[Information shown]
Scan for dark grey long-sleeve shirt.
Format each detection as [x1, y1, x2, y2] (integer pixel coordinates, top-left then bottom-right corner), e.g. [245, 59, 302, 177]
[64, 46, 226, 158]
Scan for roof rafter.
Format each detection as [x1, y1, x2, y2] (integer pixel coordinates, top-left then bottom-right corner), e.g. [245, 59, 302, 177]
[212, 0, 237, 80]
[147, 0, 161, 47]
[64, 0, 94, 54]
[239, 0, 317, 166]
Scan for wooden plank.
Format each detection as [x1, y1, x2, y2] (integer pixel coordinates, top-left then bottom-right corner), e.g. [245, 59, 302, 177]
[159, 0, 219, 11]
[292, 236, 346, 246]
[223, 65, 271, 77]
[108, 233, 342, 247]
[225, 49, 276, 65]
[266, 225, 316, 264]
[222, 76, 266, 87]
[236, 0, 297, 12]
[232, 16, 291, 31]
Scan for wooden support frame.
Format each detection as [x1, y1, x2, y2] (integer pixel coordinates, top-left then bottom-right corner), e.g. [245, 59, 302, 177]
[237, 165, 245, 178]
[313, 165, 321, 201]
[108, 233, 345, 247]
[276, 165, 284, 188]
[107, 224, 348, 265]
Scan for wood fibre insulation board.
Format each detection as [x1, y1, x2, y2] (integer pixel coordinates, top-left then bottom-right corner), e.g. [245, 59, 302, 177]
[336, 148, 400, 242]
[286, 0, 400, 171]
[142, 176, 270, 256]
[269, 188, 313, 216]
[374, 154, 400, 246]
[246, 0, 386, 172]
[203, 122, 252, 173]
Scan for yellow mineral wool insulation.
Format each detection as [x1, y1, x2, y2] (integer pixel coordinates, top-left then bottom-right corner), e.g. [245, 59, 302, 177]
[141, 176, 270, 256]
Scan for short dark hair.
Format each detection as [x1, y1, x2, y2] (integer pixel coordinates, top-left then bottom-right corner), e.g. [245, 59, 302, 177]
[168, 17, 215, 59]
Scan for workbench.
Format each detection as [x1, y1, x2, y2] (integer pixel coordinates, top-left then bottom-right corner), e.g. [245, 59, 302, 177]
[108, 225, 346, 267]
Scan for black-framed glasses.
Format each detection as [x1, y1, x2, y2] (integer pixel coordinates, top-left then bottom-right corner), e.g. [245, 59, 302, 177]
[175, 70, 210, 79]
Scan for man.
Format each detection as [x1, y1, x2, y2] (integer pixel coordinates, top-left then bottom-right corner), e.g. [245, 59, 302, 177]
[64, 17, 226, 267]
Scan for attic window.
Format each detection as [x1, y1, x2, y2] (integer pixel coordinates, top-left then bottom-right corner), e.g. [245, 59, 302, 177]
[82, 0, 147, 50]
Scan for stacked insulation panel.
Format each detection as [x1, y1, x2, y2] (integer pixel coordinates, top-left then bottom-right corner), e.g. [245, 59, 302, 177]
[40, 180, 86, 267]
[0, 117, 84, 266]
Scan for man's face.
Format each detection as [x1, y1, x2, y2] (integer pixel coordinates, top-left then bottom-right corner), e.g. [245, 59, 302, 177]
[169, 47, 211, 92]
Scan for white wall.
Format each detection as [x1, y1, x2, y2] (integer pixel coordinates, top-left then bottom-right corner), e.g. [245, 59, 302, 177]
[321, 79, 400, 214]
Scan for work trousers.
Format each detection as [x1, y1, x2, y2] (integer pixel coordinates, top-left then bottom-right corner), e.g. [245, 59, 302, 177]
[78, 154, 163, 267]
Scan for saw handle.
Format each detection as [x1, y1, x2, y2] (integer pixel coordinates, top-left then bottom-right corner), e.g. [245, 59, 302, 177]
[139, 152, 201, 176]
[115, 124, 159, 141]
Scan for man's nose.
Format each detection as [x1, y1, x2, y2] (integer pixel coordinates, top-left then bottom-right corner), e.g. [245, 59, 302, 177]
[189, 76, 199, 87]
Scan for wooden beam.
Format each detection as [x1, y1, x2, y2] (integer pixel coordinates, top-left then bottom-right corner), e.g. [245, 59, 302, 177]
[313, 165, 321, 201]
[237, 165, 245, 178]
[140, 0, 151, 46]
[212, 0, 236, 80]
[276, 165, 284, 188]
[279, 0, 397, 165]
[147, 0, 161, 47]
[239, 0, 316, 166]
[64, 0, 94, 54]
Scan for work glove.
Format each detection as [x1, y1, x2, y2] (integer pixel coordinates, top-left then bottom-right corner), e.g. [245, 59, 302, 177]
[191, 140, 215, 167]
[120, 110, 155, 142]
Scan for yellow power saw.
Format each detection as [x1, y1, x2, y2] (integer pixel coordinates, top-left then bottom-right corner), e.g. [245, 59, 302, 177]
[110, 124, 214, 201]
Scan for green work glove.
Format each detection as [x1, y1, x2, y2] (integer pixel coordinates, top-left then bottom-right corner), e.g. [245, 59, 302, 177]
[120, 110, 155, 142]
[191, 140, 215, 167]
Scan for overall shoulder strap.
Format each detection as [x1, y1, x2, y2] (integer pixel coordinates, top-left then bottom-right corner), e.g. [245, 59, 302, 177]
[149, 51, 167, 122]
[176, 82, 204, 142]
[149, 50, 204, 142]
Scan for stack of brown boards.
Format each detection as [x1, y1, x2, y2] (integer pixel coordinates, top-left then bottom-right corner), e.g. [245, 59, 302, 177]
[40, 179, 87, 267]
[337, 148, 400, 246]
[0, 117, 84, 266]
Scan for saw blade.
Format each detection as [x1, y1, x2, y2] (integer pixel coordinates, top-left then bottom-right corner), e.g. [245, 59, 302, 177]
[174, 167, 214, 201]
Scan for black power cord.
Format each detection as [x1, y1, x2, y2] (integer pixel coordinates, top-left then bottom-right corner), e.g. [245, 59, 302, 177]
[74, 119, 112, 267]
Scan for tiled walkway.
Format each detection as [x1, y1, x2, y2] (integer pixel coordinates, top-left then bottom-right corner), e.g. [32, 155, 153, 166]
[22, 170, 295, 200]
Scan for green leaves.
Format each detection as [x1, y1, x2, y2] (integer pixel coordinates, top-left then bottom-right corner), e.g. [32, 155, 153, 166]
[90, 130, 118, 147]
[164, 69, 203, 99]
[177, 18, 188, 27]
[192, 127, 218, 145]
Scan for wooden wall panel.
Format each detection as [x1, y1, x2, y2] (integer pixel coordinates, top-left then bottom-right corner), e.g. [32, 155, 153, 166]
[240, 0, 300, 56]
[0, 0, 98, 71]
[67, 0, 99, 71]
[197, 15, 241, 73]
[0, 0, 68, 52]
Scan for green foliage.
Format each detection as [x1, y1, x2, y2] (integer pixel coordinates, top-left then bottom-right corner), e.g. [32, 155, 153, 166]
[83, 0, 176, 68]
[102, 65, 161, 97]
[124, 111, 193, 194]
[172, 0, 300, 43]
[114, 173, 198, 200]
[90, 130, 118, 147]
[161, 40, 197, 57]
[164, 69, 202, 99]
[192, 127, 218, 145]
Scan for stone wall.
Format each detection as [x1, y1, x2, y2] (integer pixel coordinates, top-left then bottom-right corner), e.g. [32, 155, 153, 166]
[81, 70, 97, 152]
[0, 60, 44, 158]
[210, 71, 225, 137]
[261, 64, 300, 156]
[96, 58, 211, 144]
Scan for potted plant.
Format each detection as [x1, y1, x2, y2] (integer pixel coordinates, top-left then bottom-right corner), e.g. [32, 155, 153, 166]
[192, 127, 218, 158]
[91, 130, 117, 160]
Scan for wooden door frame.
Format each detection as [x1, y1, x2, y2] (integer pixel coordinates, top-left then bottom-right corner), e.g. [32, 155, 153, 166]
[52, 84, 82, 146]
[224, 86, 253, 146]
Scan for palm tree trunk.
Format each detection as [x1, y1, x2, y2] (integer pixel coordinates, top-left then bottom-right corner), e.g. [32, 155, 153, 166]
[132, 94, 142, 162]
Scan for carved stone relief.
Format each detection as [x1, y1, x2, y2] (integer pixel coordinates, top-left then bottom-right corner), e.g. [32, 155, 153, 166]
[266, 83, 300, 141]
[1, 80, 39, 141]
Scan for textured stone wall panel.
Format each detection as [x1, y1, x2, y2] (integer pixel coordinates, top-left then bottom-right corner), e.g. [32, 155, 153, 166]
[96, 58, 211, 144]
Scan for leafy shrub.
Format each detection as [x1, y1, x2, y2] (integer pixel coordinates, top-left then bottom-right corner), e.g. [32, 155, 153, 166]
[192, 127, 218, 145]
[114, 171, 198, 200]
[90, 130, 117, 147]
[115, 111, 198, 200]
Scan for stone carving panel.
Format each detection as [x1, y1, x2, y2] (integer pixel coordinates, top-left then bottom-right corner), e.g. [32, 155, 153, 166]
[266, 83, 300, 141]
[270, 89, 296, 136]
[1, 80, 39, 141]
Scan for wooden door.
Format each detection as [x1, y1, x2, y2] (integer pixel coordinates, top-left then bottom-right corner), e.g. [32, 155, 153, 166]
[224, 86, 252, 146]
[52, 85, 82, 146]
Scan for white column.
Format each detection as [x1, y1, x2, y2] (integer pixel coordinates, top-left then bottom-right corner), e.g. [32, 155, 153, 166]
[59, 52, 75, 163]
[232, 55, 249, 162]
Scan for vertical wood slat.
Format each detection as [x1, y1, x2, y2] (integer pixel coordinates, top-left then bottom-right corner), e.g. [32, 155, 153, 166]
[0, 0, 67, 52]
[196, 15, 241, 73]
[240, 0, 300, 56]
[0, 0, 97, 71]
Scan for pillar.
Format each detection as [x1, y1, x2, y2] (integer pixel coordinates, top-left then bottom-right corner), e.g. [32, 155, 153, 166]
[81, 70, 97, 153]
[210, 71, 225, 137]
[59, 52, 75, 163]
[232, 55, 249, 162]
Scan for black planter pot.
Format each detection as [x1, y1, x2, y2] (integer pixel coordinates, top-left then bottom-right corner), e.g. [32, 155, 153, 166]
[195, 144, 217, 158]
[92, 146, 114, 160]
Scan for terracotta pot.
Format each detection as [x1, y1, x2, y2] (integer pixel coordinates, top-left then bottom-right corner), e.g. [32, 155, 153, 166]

[What the task requires] Your response should contain each line of the entries above that holds the string "stone".

[Solution]
Scan for stone wall.
Scan for carved stone relief.
Scan for textured stone wall panel.
Scan for stone carving panel.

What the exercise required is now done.